▸ **EXERCISE INSTRUCTIONS**
Quote every line below exactly as it reads.

▸ **Dataset rows on where objects appear**
:::::

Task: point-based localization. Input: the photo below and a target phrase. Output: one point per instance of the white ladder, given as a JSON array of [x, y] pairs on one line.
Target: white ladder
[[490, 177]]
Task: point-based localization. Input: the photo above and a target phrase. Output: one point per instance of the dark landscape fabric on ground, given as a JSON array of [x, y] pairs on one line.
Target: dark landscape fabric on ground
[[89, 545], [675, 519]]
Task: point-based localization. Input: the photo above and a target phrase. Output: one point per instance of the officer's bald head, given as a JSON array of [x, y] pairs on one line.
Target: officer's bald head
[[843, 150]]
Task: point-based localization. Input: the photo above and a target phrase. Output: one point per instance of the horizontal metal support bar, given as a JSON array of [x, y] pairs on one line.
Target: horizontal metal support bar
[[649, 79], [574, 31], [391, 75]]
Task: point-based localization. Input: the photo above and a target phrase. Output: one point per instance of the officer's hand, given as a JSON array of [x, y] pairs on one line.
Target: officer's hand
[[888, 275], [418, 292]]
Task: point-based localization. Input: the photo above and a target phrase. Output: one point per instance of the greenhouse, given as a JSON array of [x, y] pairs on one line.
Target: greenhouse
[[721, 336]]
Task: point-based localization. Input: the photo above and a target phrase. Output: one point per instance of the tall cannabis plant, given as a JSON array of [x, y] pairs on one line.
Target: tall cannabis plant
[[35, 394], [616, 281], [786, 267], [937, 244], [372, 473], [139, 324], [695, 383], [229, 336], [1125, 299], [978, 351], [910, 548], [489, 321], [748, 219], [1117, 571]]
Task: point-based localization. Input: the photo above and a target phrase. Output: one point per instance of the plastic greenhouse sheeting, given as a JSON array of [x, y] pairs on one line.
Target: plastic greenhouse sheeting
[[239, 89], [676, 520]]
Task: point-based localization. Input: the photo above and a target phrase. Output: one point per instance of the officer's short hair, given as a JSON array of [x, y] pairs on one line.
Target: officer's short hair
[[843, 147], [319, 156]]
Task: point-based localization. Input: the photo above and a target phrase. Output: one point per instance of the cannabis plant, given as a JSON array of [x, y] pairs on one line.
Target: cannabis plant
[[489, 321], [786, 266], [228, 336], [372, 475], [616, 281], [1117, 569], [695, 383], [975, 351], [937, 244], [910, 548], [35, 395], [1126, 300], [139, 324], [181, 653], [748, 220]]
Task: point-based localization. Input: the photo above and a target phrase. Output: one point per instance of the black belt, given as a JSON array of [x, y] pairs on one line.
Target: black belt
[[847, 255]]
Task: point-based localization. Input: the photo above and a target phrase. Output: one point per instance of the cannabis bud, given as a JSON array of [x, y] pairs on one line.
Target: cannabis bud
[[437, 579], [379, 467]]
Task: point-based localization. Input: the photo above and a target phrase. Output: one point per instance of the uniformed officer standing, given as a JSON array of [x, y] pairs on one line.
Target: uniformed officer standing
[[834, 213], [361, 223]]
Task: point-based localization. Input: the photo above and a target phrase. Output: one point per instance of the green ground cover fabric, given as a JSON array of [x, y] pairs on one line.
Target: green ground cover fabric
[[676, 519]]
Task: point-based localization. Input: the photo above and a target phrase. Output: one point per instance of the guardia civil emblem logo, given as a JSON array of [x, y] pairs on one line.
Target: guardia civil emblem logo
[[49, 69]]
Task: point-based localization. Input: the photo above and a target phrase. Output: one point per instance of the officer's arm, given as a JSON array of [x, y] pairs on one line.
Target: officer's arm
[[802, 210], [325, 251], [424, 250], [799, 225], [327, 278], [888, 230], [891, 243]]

:::::

▸ **RESPONSE TO THE EXERCISE**
Task: point-based localization. Input: the photo below and a target phrase. Output: one point per instance of the white ladder, given as a JSON array of [x, y] pairs on one line.
Target: white ladder
[[490, 177]]
Task: point-based localization. Input: the photo above and a target phrase. Output: one point per instance of the dark landscape fabric on ground, given as a JSON array of [x, y] pairs on one line.
Target: dark landscape fabric on ground
[[89, 545], [675, 519]]
Task: point-based localization. Input: the photo above and a target phrase. Output: one point per instance of the officer's bald head, given as a JSON array of [x, y] pairs on one line.
Target: officer's bald head
[[843, 150]]
Task: point-based localization. Input: the photo above and a target phrase. Output: one point per instance of the horizontal metal support bar, given as a JSON array of [x, y] pairs on one line.
Target: horizontal metal support bar
[[649, 79], [574, 31], [391, 75]]
Task: point-based localization. Input: the photo above and a target phrase. Output: one point per instance of the officer's hand, given as a JSON array of [x, y] pairs on one line.
Target: officer's hand
[[888, 275], [418, 292]]
Task: point-based localization. Input: the photo above and a target phrase. Output: one point per instance of the greenhouse, given as a JSON array of [x, y] pairs on one line.
Target: greenhouse
[[721, 336]]
Task: point-based localization. Input: the photo above and a target phrase. Output: one point per instance of the tall cannabis plant, given as a JSON array of [x, y] pairs on one line.
Target: tall cannabis plant
[[35, 394], [616, 281], [786, 267], [937, 244], [372, 473], [139, 324], [695, 383], [229, 336], [1125, 299], [978, 351], [910, 548], [489, 321], [748, 219], [1117, 571]]
Task: point-based localization. Input: the photo above and a target phrase. Output: one point per instance of the plastic greenhouse sheeting, given as a JSON array of [x, y] pairs on one line.
Target: plastic greenhouse sheeting
[[239, 89], [676, 520]]
Task: point-based localization. Input: the photo above and a target phrase. Output: one point per instance of the officer's short hair, given as a JSON array of [x, y] pairs on one line.
Target: officer's short hair
[[843, 147], [319, 156]]
Task: point-based localization. Input: the photo above and a target phrase. Output: one point per instance of the cannabis plant, given as a JSON array of [x, y] pairs on one line.
Target: cannabis plant
[[489, 321], [786, 266], [228, 336], [372, 475], [616, 281], [1117, 569], [695, 383], [975, 351], [937, 244], [910, 548], [35, 395], [1126, 300], [139, 324], [181, 653], [748, 220]]
Task: point-based localization. Input: the photo above and a target phrase. Output: one point per instance of the black belt, given as a JSON array of [x, y] pairs on one line.
Target: black belt
[[847, 255]]
Task: point-based localization. Input: the photo above and a target phrase. Output: one point per instance of the cannabis bud, given as a JSON array of [x, y] pairs on one line.
Target: cannabis bud
[[437, 579], [379, 467]]
Task: point-based localization. Input: the photo above and a target phrase. Output: one point per instance of the uniformed officer standing, given as a JSON array of [x, y] pairs on one line.
Target: uniformed officer standing
[[834, 213], [361, 223]]
Task: point-based localization. Input: the photo above and a target phrase. Output: one point per instance of the green ground cover fabric, given as a JSON array of [x, y] pairs on one line.
Target: green ground cover fabric
[[676, 519]]
Task: point-based localization. Input: the photo above and a target phrase. Output: one point per instance of the guardia civil emblem logo, given as a JSON array of [x, y] pairs on one line.
Target: guardia civil emblem logo
[[49, 69]]
Task: point-based localization. Input: the photo above and a target phrase. Output: one point per instance of the officer's arm, given as a JSON array of [x, y] pairs on one line.
Target: officer's arm
[[802, 210], [325, 251], [424, 250], [799, 225], [327, 278], [888, 230], [891, 243]]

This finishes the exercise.